━━━ Material provided ━━━

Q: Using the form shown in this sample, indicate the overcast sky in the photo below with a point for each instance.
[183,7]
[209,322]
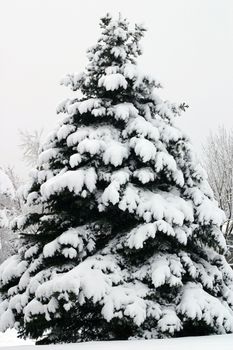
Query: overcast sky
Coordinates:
[188,47]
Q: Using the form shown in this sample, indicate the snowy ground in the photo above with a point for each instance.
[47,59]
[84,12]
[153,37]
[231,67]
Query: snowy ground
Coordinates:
[224,342]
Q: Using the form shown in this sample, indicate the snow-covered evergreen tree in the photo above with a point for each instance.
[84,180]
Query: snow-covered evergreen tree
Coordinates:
[122,236]
[7,210]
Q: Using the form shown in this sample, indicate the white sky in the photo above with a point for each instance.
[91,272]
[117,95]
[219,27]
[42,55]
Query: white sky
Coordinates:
[188,47]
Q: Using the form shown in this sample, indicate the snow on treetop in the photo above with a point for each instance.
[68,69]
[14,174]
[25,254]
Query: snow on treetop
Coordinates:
[6,186]
[122,234]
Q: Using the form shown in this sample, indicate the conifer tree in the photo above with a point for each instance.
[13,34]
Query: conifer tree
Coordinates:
[121,239]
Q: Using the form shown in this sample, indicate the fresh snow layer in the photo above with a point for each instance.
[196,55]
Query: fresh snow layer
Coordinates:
[191,343]
[9,338]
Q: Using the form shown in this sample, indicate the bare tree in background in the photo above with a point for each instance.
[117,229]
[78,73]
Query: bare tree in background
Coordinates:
[218,161]
[31,145]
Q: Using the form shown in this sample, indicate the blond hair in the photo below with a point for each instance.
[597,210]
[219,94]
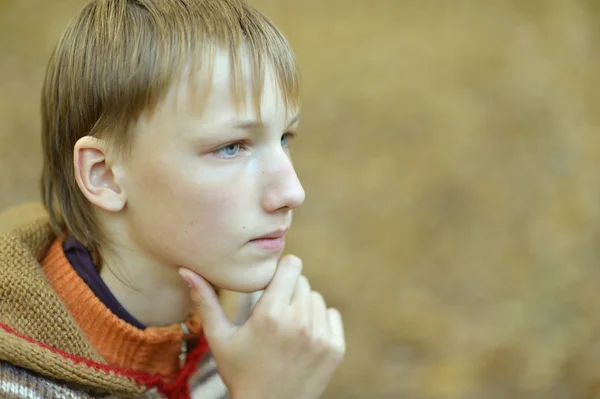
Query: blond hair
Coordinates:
[118,58]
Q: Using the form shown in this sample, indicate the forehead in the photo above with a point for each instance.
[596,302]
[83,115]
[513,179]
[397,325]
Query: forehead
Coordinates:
[228,91]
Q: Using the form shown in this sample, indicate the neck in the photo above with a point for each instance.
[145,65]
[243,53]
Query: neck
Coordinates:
[152,292]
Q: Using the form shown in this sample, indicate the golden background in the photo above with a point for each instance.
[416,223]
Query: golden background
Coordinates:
[450,153]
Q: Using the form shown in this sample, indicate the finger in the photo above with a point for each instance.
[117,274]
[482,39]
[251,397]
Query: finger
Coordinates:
[301,303]
[215,323]
[320,324]
[280,290]
[336,325]
[302,293]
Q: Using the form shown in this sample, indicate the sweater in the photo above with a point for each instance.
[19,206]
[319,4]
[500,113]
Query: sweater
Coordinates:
[58,340]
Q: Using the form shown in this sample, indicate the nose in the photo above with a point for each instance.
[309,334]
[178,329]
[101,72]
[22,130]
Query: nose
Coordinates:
[282,189]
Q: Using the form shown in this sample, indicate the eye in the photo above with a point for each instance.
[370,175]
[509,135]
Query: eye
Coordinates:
[230,150]
[286,138]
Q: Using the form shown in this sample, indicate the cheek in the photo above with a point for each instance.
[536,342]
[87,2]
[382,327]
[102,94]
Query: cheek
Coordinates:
[195,210]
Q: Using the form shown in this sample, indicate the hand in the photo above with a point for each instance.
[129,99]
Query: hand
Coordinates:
[290,346]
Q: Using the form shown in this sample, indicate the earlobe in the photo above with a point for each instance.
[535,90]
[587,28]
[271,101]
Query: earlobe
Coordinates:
[95,175]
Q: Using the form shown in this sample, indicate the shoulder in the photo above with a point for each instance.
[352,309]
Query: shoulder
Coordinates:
[18,383]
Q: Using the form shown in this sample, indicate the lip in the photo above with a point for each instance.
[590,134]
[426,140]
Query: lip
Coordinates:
[271,242]
[274,234]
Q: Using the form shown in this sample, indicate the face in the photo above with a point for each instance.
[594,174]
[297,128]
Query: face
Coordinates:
[202,188]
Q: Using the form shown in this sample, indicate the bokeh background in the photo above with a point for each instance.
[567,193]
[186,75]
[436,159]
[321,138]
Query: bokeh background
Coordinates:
[451,155]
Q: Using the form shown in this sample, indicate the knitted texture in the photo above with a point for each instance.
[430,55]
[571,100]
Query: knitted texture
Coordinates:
[153,350]
[41,341]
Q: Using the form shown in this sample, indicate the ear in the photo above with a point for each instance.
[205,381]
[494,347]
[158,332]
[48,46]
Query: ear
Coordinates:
[96,177]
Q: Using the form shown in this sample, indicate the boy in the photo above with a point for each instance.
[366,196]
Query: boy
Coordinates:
[167,175]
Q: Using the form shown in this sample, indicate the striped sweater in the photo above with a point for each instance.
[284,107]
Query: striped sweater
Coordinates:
[50,349]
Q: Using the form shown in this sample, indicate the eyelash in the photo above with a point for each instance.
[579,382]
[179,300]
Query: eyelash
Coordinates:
[243,143]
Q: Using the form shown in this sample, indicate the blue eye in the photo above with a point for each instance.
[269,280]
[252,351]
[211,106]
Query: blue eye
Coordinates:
[229,150]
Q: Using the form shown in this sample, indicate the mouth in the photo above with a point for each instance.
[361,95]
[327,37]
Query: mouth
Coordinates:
[272,242]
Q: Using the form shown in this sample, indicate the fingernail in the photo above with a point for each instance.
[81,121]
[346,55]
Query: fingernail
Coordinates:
[186,276]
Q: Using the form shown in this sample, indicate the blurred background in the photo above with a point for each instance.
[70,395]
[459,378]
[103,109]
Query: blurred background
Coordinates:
[450,151]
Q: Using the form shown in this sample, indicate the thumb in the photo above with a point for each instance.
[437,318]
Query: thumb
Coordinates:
[216,324]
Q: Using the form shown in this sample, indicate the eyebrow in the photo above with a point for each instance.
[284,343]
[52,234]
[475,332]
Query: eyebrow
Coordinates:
[256,124]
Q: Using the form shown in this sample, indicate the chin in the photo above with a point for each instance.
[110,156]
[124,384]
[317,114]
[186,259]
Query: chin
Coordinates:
[255,279]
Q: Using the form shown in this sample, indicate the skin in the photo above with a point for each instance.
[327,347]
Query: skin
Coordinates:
[185,207]
[195,190]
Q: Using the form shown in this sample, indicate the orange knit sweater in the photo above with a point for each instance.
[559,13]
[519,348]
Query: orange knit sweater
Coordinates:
[153,350]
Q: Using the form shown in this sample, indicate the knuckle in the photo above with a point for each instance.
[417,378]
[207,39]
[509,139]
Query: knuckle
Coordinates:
[270,321]
[317,297]
[337,352]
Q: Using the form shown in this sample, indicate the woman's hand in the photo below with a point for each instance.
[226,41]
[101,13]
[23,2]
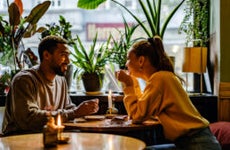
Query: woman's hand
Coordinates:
[124,77]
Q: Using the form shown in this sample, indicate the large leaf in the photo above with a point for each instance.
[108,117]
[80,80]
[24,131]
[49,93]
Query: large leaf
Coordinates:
[37,12]
[14,14]
[89,4]
[20,5]
[170,17]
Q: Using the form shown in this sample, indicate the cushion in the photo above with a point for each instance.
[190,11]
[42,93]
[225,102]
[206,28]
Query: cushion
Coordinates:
[222,132]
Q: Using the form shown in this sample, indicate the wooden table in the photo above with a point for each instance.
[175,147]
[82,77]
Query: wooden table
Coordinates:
[149,133]
[78,141]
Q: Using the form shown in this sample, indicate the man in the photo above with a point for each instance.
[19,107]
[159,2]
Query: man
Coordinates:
[42,91]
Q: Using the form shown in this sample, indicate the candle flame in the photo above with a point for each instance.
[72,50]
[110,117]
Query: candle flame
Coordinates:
[59,120]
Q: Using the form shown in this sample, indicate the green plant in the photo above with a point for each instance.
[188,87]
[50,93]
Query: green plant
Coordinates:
[92,60]
[151,10]
[62,29]
[195,22]
[119,50]
[18,27]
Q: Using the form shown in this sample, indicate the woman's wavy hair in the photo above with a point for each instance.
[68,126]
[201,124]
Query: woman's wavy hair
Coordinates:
[153,48]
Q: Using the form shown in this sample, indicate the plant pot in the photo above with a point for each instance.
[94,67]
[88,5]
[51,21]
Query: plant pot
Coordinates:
[92,82]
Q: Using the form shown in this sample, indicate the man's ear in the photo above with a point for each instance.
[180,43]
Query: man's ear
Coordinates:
[141,60]
[46,55]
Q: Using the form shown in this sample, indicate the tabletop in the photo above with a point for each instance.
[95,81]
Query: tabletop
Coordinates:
[150,132]
[78,141]
[100,124]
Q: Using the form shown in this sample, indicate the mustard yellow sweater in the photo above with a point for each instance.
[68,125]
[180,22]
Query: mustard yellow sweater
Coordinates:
[165,98]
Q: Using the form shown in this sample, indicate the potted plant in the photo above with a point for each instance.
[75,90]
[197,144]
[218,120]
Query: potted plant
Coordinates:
[90,63]
[119,50]
[16,28]
[195,25]
[151,10]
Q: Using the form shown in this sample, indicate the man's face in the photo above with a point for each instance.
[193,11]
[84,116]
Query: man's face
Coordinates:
[60,59]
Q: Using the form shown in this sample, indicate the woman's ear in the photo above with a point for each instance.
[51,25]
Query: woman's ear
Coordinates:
[46,55]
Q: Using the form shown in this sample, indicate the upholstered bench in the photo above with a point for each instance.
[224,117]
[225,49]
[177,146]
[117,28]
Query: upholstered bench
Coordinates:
[222,132]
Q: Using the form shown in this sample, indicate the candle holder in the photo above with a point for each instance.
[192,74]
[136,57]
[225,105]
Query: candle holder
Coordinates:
[50,138]
[111,112]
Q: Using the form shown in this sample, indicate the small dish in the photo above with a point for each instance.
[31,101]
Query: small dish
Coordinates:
[95,117]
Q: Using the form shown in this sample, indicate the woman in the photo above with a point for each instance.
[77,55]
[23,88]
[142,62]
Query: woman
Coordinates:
[163,97]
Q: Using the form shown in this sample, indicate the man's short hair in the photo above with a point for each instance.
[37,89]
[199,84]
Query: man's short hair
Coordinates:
[49,43]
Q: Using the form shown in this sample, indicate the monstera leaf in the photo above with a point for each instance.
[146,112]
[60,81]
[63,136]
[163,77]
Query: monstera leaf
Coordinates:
[37,12]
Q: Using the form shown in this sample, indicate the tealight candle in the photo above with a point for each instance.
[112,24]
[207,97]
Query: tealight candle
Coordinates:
[110,99]
[59,127]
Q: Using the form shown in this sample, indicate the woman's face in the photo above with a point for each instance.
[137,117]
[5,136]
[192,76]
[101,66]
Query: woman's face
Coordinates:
[133,64]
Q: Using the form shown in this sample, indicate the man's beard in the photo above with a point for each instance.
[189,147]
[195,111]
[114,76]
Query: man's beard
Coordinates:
[58,71]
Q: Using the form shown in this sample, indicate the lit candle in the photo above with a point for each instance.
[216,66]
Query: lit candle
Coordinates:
[59,127]
[110,99]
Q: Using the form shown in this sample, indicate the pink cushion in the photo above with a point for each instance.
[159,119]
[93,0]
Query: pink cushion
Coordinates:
[222,132]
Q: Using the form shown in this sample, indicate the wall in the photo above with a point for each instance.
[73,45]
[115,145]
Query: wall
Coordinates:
[219,29]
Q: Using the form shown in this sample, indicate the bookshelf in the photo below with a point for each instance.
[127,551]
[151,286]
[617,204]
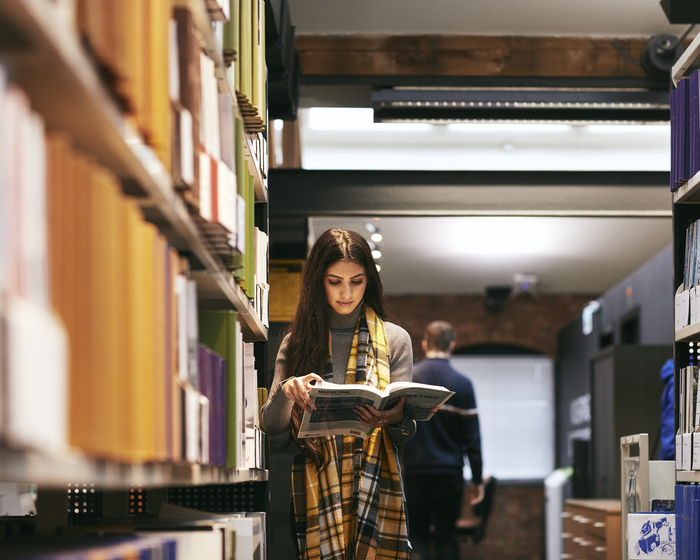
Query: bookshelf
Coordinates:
[686,211]
[43,55]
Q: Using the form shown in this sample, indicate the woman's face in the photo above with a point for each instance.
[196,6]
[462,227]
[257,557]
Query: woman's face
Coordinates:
[345,283]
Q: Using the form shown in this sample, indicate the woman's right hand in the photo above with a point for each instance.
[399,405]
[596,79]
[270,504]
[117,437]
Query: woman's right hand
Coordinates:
[297,389]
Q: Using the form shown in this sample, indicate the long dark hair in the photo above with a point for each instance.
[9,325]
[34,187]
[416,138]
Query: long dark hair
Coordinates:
[307,347]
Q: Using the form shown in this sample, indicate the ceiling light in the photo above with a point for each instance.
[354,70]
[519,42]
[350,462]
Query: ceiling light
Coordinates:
[524,128]
[515,104]
[354,119]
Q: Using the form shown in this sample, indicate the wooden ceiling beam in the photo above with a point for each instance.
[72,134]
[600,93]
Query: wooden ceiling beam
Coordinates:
[466,55]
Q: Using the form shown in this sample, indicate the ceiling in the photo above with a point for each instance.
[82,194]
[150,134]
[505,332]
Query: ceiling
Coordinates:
[580,252]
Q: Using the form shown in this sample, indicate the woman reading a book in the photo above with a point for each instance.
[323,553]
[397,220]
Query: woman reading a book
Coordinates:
[347,491]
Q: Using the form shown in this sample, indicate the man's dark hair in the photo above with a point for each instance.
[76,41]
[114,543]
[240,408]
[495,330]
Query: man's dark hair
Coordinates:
[439,335]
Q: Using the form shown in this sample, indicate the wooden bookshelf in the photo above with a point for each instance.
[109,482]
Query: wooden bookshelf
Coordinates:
[689,333]
[66,90]
[47,60]
[203,21]
[57,471]
[688,62]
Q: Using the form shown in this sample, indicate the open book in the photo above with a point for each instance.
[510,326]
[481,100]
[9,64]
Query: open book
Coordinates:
[335,406]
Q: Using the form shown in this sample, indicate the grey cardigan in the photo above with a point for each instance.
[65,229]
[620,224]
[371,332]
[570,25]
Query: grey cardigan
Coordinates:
[276,413]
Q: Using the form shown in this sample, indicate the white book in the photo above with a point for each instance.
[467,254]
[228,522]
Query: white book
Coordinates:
[335,404]
[34,399]
[4,194]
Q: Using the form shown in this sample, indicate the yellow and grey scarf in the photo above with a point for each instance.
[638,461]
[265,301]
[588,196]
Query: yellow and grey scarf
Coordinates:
[361,514]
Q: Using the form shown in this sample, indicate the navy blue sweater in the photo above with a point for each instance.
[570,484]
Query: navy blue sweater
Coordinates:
[441,443]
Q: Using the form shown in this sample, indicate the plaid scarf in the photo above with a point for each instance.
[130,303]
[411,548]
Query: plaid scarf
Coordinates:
[361,515]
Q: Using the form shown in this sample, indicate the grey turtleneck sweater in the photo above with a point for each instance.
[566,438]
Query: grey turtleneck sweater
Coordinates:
[276,412]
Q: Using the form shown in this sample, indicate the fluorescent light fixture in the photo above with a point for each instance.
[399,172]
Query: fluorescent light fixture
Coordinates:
[524,128]
[560,105]
[501,236]
[629,128]
[359,118]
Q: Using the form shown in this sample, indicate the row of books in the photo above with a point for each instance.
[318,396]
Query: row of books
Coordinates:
[176,534]
[130,43]
[688,436]
[153,58]
[243,41]
[687,514]
[685,130]
[212,168]
[32,336]
[235,436]
[99,307]
[687,301]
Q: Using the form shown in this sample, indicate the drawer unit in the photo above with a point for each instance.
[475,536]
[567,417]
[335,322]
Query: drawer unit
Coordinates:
[592,530]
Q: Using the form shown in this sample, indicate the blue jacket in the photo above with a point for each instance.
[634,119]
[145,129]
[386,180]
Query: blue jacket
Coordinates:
[668,431]
[441,443]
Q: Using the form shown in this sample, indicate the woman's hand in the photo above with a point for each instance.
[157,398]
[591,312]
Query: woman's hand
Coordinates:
[297,389]
[374,418]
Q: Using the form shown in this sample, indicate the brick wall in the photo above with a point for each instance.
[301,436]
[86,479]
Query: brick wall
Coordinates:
[515,529]
[526,320]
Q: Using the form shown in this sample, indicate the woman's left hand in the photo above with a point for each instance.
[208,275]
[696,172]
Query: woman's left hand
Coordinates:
[374,418]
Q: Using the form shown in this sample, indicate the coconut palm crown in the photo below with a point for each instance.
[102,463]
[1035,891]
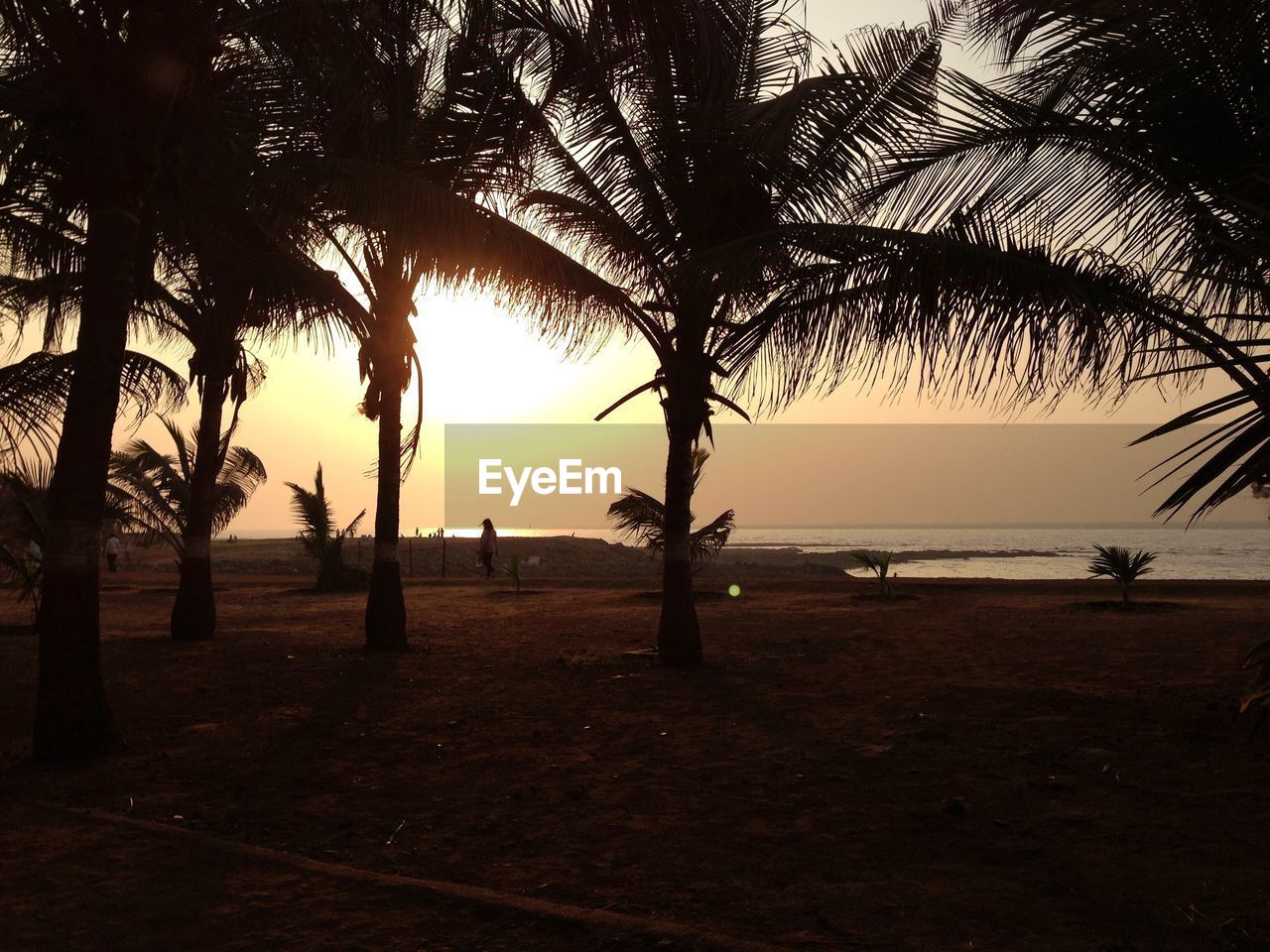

━━━

The problem –
Change "brick wall" to "stone wall" in the part that opens with the line containing "the blue jacket" and closes with the last line, and give that part again with nothing else altered. Leave the pictures out of your answer.

Exercise response –
Q: Using the form shown in this sample, indicate the blue jacket in the photo above with a point for each instance.
[634,119]
[145,129]
[386,180]
Query: blue jacket
Coordinates:
[668,431]
[441,443]
Q: Using the form shown in this sample, indicate the woman's hand in the photo above with a point for each instance.
[157,398]
[591,312]
Query: woman's hand
Coordinates:
[297,389]
[374,418]
Q: Using the form shown in this sample, indicate the stone wall in the photo above with a point for each instance.
[301,436]
[86,479]
Query: stone wall
Coordinates:
[515,529]
[526,320]
Q: Using the form shown in this sample, indicate the woman's left hand in the photo above with a point for each instance.
[208,275]
[696,172]
Query: woman's left hand
Coordinates:
[374,418]
Q: Using the form shown in this sample, indicate the coconut palm crown in the photo below with a point for each instance.
[102,463]
[1035,891]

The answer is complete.